## Begin SOURCE

## Branch prediction in hardware

Motivation -- branch instructions can easily lead to stalls in the pipeline.

During the ID stage, we can calculate the target address of the branch, and we can also use an XOR to compare registers, but this means it's not until the end of the ID stage that we know the branch is taken or we fall through to the next instruction.

Strategy #1 -- Always assume the branch is fall through.

After all, the first time we encounter a branch instruction, we have no idea where it would branch to anyway, so this is a safe default.

If we actually branch, we need to flush the pipeline:



However, in practice most branches are taken, because of loops. So this is a poor strategy because it's wrong most of the time. We can do better.

Strategy #2 -- Use a branch prediction buffer in the IF stage. A major improvement on the default.

While fetching, see if we've encountered this instruction before. If it's a branch that we took the last time, then assume it will branch again.



A closer look at the branch prediction buffer, which typically has 32 entries (rows).

## End SOURCE

## EXERCISE REQUIREMENTS
According to the text about branch prediction in hardware, why is always assuming a branch falls through a poor strategy? Answer in one to three sentences. Rely only on the text about branch prediction in hardware.

## Begin DATA RECORDS

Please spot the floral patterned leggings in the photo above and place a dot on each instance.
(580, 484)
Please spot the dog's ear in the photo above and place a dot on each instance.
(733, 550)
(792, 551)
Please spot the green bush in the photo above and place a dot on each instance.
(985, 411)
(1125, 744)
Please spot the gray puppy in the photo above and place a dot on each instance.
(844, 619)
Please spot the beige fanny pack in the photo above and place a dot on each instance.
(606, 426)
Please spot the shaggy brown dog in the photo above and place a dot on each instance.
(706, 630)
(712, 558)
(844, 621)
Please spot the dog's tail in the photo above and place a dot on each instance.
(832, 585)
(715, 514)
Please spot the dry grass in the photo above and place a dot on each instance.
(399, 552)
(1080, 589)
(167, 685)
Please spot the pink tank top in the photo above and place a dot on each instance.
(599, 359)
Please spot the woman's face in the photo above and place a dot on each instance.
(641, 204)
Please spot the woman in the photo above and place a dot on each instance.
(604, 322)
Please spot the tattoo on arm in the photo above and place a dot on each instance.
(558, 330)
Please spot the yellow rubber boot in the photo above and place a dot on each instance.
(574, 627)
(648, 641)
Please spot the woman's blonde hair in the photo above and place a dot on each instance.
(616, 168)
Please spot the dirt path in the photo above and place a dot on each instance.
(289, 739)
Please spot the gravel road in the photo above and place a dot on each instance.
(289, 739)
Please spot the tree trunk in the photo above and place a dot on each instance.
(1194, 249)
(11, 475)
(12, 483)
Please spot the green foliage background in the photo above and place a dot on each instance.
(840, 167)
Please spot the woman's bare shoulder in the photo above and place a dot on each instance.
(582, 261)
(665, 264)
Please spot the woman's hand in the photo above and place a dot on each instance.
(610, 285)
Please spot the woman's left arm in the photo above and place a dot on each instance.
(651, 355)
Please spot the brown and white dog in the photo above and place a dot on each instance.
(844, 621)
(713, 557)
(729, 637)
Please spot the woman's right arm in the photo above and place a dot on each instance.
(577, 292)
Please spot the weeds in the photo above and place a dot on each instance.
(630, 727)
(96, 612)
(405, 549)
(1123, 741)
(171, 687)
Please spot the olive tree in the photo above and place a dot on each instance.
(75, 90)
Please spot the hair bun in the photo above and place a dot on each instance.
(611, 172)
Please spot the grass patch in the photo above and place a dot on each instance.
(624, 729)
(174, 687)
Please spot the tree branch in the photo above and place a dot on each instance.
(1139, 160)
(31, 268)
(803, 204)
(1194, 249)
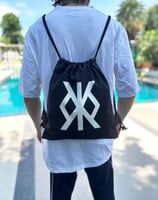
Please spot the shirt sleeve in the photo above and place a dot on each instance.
(29, 84)
(125, 74)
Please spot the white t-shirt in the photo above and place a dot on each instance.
(76, 31)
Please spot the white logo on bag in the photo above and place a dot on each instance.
(79, 102)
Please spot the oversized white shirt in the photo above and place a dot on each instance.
(76, 31)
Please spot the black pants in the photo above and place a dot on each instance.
(100, 179)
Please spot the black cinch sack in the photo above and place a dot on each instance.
(79, 103)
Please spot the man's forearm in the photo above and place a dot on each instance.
(33, 106)
(124, 106)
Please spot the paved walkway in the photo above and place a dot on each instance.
(23, 175)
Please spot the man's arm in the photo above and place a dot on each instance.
(33, 106)
(124, 105)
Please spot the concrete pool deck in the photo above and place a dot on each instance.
(23, 175)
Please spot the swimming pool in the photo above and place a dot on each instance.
(11, 101)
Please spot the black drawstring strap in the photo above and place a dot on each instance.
(103, 34)
(50, 37)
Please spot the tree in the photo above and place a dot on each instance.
(11, 28)
(152, 18)
(148, 48)
(131, 15)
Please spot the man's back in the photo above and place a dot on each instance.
(76, 31)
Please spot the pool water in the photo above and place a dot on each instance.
(11, 101)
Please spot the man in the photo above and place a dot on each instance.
(76, 29)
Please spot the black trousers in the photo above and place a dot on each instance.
(100, 179)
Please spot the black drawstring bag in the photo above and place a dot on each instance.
(79, 103)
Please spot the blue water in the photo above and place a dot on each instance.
(11, 101)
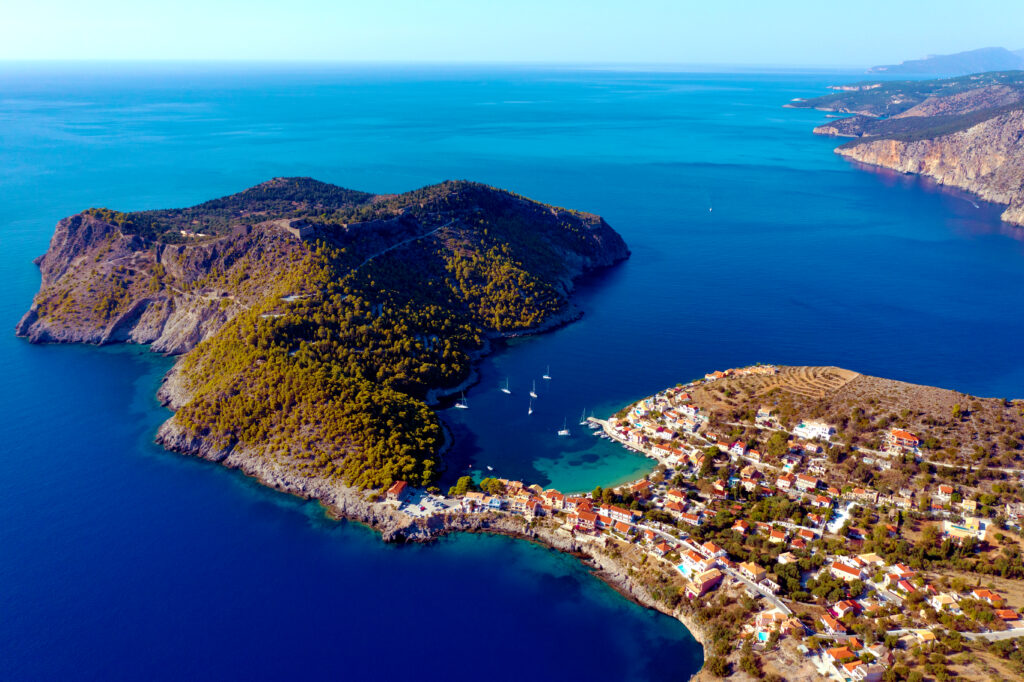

## End DATA RECORDS

## SOLUTION
In practice most branches are taken because of loops. Assuming fall-through is therefore wrong most of the time.